- TASK DETAILS -
Tell whether each statement agrees with the excerpt that follows, answering yes or no and quoting the exact words that decide it: 1. The sureties describe themselves as professional suretors. 2. The excerpt says a surety's personal financial situation is not a basis for setting aside the forfeiture. 3. The sureties allege that they did not understand the risks.

- EXCERPT -
● ● ● ● ●

Dkt. 61 at ¶ 14. There is no support for these broad assertions; they are manifestly insufficient. There is no elaboration of what local police department Ms. LAZARRI went to, with whom she spoke, what information she imparted, or how helpful the supposed information was. In fact, nothing is presented which would lead to the conclusion that Ms. LAZARRI engaged in a sustained effort to locate her husband or that she had any role in finding Defendant. See Smith, 2010 WL 2010870, at *3. Indeed, the Government maintains that "[n]one of the Sureties provided useful information to the USMS when [Defendant] initially fled." Id. at 4; see Santana, 2009 WL 1132183, at *1 (noting that Defendant's brother who co-signed bond was "likely to have known about the defendant's location or to have been able to provide other assistance during the time he was at large").
e. Nature of Sureties
Sureties urge the Court to consider that they are close family members, not professional suretors. Dkt. 62 at 6. However, the "rationale for considering this factor is that nonprofessional may not fully comprehend the risks incurred when executing a bail bond as a surety." United States v. Blake, No. 14-CR-0312 (CBA) (SMG), 2014 WL 6606692, at *3 (E.D.N.Y. Nov. 19, 2014). This factor alone is "insufficient to warrant setting aside [or remitting] the forfeiture." United States v. Billini, No. 99-CR-156 (JGK), 2006 WL 1586553, at *2 (S.D.N.Y. June 8, 2006). Here, Sureties do not allege that they did not understand the risks. Rather, SUSANA LAZARRI claims: "[w]hen I signed the bond I was informed that the case would last just a few months. Had I known that it would drag on for well over a year, I would not have signed the bond." Dkt. 61 at ¶ 3.
Sureties further claim that forfeiture will drastically impact their lives: if the sale proceeds, "[t]here will be no realistic hope of purchasing a new house - especially in the neighborhood that has been home to the family for so many years. In other words, full forfeiture will destroy Ms. Lazzari financially . . ." Dkt. 62 at 6. But the issue of claimed financial hardship is irrelevant: "it is well established that the personal financial situation of the surety is not a basis for setting aside [or remitting] the forfeiture because it is the interest of justice that should be assessed, not the personal financial situation of the individual surety." Billini, 2006 WL 1586553, at *2; United States v. Pevzner, No. 08-CR-706 (RJD), 2010 WL 1993865, at *3 (E.D.N.Y. May 18, 2010) ("The Court, however, may not consider the financial plight or interests of the movant.") (citing United States v. Gutierrez, 771 F.2d 1001, 1004 (7th Cir. 1985)).
At the November 30, 2015 hearing, SUSANA LAZZARI's attorney stated that she "has decided [] that she would prefer to sell the home to raise the money to pay the bond, and she's prepared to do that expeditiously." Dkt. 49 at 6-7. --------
As Sureties cite no evidence demonstrating a lack of understanding of the risks of posting bond, this factor does not favor remission.

● ● ● ● ●

- DATA SECTION -
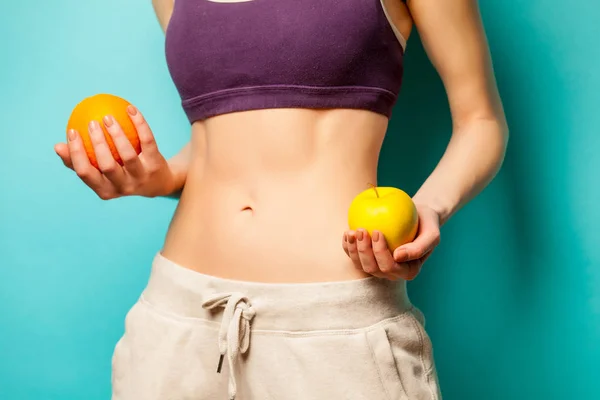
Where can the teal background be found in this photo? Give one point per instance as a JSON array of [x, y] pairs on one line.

● ● ● ● ●

- THE COMPLETED TASK -
1. No. "they are close family members, not professional suretors"
2. Yes. "it is well established that the personal financial situation of the surety is not a basis for setting aside [or remitting] the forfeiture"
3. No. "Here, Sureties do not allege that they did not understand the risks."